_ASSIGNMENT:_
Can you carry the personal account of a second ACL tear from skiing forward, starting right after its final sentence?
┌─ SELECTED TEXT
I had the reconstruction at home and this winter was back on the snow, skiing better than before the fall. It was a painful surgery and the rehab was hard - mostly b/c it was boring and time consuming, not all together painful.


On the one year anniversary, to the day, of that fall we were out in Steamboat. Same story- the old man and I hitting the back bowls. On our way back to the front, we came upon The Boat's section of double black diamonds. So I did the reasonable thing and sent my father ahead with the video camera. My thought was to git a video to send to my orthopedic doc to show him my full recovery. Right as I was taking off, Dire Straits Espresso Love came on my iPod. I'd been avoiding listening to that on my skiing mix since it was playing when I went down last year…but I was in mid turn and decided to ignore it. I skied a fairly iced out steep pitch nicely, although not as gracefully as I would I have liked. I took a pause and came to a gliding stop and thats when it happened. The same, exact fall. Right knee this time. Same pop, but not nearly as much pain and no loss of range of motion (no swelling)


I again skied off the mountain and even skied the rest of that week; followed by another two trips out west of some seriously hard skiing. In fact, I even bought two new pairs of skis this year because I was skiing so well. But this right knee just has not changed. It is no worse, but no better either, there  is a constant dull pain. I've been in the gym pretty hard (squatting 360lbs often) and it feels stable when I run. Walking is another story, it does not totally slip out like my left did pre-surgery, but it locks up a bit with some significant pain at random times.


I broke down, had the MRI and consult and the diagnosis is a torn right ACL. I can do the surgery again, but I'm wondering if I need to. Like I said, I am in the gym, I skied hard the rest of the season and am able to be as active as I want to be. I am worried about continued damage and future repercussions of that sheering force on the meniscus and cartilage. I'll probably schedule it in the next few weeks.


My hope is, since I did not swell and do not have the resulting muscle loss, that I can do an abbreviated PT schedule and get back into the gym sooner. I'd rather not lose the ground on the weight loss and fitness while I convalesce for another 6 months.
└─
┌─ EXTRACTED DATA
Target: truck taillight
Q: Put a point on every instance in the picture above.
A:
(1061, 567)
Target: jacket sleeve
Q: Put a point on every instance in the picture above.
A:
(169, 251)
└─
_RESULT OF THIS TASK:_
post #11 of 12

Nick,

 

First, remove Dire Straits Espresso Love from your iPod, and stay indoors on that injury anniversary date.

 

I'd still get the ACL surgery, but since you are very functional, strong, and not limited in your activities, you have the luxury of perhaps scheduling the surgery when it makes sense for you.  Given how functional your knee is, rehab and a return to full pre-surgery activities should be much more rapid than for most people who undergo the procedure.

 

Best of luck.

post #12 of 12

Hmmm, Nick, you are learning what my orthopod said to me in 1989 when I asked him if I could learn to ski. I'd just had my 2nd ACL reconstruction in my right knee. He told me the anatomic abnormality that caused me to be at risk for ACL tears was in my left knee, too...

As for squats, don't bend your knee more than 90 degrees doing them. Any deeper a squat and you're putting too much strain on the ACL. Plus, tone the hamstrings, too-they are important for knee stability, also...

 

I've used glucosamine for at least 10 years because with my first ACL surgery, at age 17, I was told I'd need a knee replacement before I was 50. I'm 46 now and, even though I have no medial meniscus left in my right knee at all (and haven't since 1989), I have no knee pain. I wish I could say that the medical evidence completely supported the use of glucosamine, but it doesn't and, PLEASE, it's okay to check the site here for info, this site should NOT be used to sell untested products...(see web link above)

 

Good luck, remember, your knees need to last a few more decades!